Photo-based referring expression data
· · · ·

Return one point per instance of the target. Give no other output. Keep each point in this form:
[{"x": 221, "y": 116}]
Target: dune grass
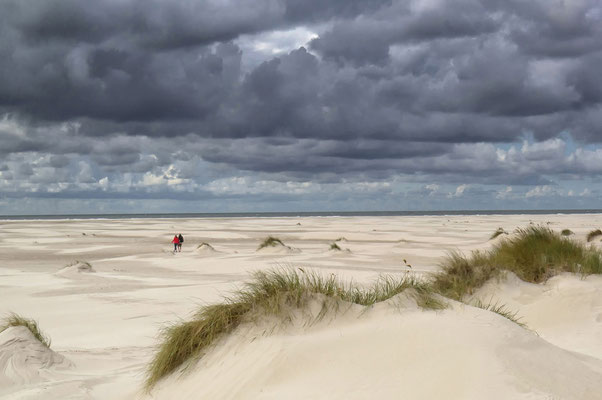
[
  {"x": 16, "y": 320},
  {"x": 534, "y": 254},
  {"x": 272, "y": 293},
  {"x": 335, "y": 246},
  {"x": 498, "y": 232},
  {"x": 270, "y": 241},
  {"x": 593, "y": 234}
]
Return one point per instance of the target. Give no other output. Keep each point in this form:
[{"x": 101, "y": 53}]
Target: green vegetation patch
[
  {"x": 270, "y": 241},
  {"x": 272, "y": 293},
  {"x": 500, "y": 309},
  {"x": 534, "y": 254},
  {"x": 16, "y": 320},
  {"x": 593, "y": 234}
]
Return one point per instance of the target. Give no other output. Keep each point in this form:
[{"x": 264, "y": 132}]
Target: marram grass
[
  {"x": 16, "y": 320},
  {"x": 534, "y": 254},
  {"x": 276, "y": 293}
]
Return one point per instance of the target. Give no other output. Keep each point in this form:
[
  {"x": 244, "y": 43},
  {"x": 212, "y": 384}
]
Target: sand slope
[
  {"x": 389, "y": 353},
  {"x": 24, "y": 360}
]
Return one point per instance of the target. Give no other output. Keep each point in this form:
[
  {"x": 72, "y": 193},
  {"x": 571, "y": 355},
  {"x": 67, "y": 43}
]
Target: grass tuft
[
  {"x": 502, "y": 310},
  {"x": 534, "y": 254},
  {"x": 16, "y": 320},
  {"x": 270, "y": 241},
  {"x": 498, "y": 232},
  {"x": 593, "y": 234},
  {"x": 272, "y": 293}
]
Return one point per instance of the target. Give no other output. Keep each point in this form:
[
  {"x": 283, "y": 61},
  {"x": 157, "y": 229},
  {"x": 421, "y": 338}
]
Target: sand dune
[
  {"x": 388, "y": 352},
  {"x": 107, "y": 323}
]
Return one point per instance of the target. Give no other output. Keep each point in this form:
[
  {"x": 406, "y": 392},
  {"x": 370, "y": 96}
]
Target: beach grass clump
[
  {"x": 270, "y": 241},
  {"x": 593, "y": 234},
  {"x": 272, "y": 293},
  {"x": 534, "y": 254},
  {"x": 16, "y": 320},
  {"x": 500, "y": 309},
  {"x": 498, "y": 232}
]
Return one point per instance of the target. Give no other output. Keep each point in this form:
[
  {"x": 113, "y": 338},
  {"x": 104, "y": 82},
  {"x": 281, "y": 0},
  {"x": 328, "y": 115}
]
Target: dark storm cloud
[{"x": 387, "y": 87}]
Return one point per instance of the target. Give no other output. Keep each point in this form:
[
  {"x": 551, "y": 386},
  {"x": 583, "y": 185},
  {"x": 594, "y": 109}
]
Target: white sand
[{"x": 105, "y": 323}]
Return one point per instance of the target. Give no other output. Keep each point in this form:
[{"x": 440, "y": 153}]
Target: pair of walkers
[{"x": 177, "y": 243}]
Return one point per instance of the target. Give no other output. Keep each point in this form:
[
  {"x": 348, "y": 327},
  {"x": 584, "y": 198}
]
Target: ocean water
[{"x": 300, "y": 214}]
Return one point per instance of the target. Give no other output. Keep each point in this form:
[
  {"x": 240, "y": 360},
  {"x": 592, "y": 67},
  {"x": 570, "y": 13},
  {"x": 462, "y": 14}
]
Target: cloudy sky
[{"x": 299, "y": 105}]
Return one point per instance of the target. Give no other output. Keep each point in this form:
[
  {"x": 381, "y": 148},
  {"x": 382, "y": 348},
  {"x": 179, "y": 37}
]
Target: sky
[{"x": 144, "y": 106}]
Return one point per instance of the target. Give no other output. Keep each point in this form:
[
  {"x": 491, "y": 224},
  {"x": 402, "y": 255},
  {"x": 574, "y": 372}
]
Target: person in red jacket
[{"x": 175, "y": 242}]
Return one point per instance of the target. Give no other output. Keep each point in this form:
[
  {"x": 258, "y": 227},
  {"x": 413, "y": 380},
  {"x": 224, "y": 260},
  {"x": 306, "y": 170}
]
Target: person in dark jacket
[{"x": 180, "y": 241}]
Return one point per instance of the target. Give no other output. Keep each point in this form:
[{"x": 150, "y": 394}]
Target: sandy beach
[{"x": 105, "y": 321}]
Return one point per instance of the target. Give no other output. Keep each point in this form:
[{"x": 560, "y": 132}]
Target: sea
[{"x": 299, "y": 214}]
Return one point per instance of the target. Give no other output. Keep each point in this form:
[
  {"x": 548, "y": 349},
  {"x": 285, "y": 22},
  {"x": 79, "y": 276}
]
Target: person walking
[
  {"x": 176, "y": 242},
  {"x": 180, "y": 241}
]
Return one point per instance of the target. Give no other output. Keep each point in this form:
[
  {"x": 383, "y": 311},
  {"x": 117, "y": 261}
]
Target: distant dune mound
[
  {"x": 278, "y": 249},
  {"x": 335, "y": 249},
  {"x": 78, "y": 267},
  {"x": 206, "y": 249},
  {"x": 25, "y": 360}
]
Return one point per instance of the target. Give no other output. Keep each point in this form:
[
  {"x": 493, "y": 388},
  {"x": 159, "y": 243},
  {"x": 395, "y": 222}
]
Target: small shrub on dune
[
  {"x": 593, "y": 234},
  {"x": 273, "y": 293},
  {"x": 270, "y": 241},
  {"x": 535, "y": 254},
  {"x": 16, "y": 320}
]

· · · ·

WHAT YOU NEED TO DO.
The entries above are to be printed again word for word, with every picture removed.

SOLUTION FOR THIS PROBLEM.
Return one point per instance of the target. Give no other output. Keep each point in this form:
[{"x": 221, "y": 116}]
Target: dune grass
[
  {"x": 16, "y": 320},
  {"x": 534, "y": 254},
  {"x": 272, "y": 293},
  {"x": 335, "y": 246},
  {"x": 498, "y": 232},
  {"x": 270, "y": 241},
  {"x": 593, "y": 234}
]
Return one point per instance of the target. Give no other output. Keep each point in this form:
[{"x": 101, "y": 53}]
Target: green vegetation patch
[
  {"x": 270, "y": 241},
  {"x": 272, "y": 293},
  {"x": 500, "y": 309},
  {"x": 534, "y": 254},
  {"x": 16, "y": 320},
  {"x": 593, "y": 234}
]
Return one point per instance of the target. Give no other output. Keep each point in this form:
[{"x": 264, "y": 132}]
Target: marram grass
[
  {"x": 16, "y": 320},
  {"x": 534, "y": 254},
  {"x": 276, "y": 293}
]
Return one point per instance of the target. Give no other output. Keep each point in this form:
[
  {"x": 244, "y": 43},
  {"x": 212, "y": 384}
]
Target: sand slope
[
  {"x": 389, "y": 353},
  {"x": 24, "y": 360}
]
Return one point per instance of the target. Give no other output. Keep each point in this form:
[
  {"x": 72, "y": 193},
  {"x": 571, "y": 355},
  {"x": 67, "y": 43}
]
Target: grass tuft
[
  {"x": 502, "y": 310},
  {"x": 534, "y": 254},
  {"x": 16, "y": 320},
  {"x": 270, "y": 241},
  {"x": 498, "y": 232},
  {"x": 593, "y": 234},
  {"x": 272, "y": 293}
]
Return one point per instance of the target. Give no other output. Keep each point in this form:
[
  {"x": 283, "y": 61},
  {"x": 157, "y": 229},
  {"x": 421, "y": 338}
]
Target: sand dune
[
  {"x": 388, "y": 352},
  {"x": 107, "y": 323}
]
Return one point per instance of the target. Give no other output. Keep each point in this form:
[
  {"x": 406, "y": 392},
  {"x": 370, "y": 96}
]
Target: beach grass clump
[
  {"x": 270, "y": 241},
  {"x": 593, "y": 234},
  {"x": 272, "y": 293},
  {"x": 534, "y": 254},
  {"x": 16, "y": 320},
  {"x": 500, "y": 309},
  {"x": 498, "y": 232}
]
Return one point per instance of the target. Give no other output. Keep each point in this form:
[
  {"x": 113, "y": 338},
  {"x": 104, "y": 82},
  {"x": 281, "y": 0},
  {"x": 328, "y": 115}
]
Target: dark storm cloud
[{"x": 387, "y": 87}]
Return one point per instance of the target. Give no other output. Keep each point in this form:
[
  {"x": 551, "y": 386},
  {"x": 583, "y": 185},
  {"x": 594, "y": 109}
]
Target: white sand
[{"x": 105, "y": 323}]
Return one point per instance of the target. Give no other output. Keep each point in this form:
[{"x": 440, "y": 153}]
Target: pair of walkers
[{"x": 177, "y": 243}]
Return one point per instance of the target. Give no other output. Keep each point in this form:
[
  {"x": 348, "y": 327},
  {"x": 584, "y": 198}
]
Target: ocean water
[{"x": 300, "y": 214}]
Return one point per instance of the target. Give no other output. Keep each point in this form:
[
  {"x": 240, "y": 360},
  {"x": 592, "y": 67},
  {"x": 570, "y": 13},
  {"x": 462, "y": 14}
]
Target: cloudy sky
[{"x": 299, "y": 105}]
Return one point per instance of the target. Give no other output. Keep each point in this form:
[
  {"x": 381, "y": 148},
  {"x": 382, "y": 348},
  {"x": 179, "y": 37}
]
Target: sky
[{"x": 144, "y": 106}]
Return one point per instance of the target. Give no other output. Keep each point in this form:
[
  {"x": 491, "y": 224},
  {"x": 402, "y": 255},
  {"x": 574, "y": 372}
]
Target: person in red jacket
[{"x": 175, "y": 242}]
Return one point per instance of the target. Give no other output. Keep each point in this form:
[
  {"x": 258, "y": 227},
  {"x": 413, "y": 380},
  {"x": 224, "y": 260},
  {"x": 306, "y": 170}
]
Target: person in dark jacket
[{"x": 180, "y": 241}]
Return one point per instance of the target. Give no other output. Keep each point in this form:
[{"x": 150, "y": 394}]
Target: sandy beach
[{"x": 105, "y": 321}]
Return one point per instance of the target. Give no other output. Keep each point in this form:
[{"x": 560, "y": 132}]
Target: sea
[{"x": 299, "y": 214}]
Return one point per instance of the target. Give no other output. Keep each point in this form:
[
  {"x": 548, "y": 349},
  {"x": 285, "y": 22},
  {"x": 79, "y": 276}
]
Target: person walking
[
  {"x": 176, "y": 242},
  {"x": 180, "y": 241}
]
Return one point per instance of the target. Give no other output. Keep each point in this form:
[
  {"x": 383, "y": 311},
  {"x": 117, "y": 261}
]
Target: distant dune mound
[
  {"x": 278, "y": 249},
  {"x": 335, "y": 249},
  {"x": 78, "y": 267},
  {"x": 206, "y": 249},
  {"x": 25, "y": 360}
]
Return one point per instance of the target. Give no other output. Keep each point in this form:
[
  {"x": 493, "y": 388},
  {"x": 159, "y": 243},
  {"x": 395, "y": 222}
]
Target: small shrub on dune
[
  {"x": 593, "y": 234},
  {"x": 273, "y": 293},
  {"x": 270, "y": 241},
  {"x": 535, "y": 254},
  {"x": 16, "y": 320}
]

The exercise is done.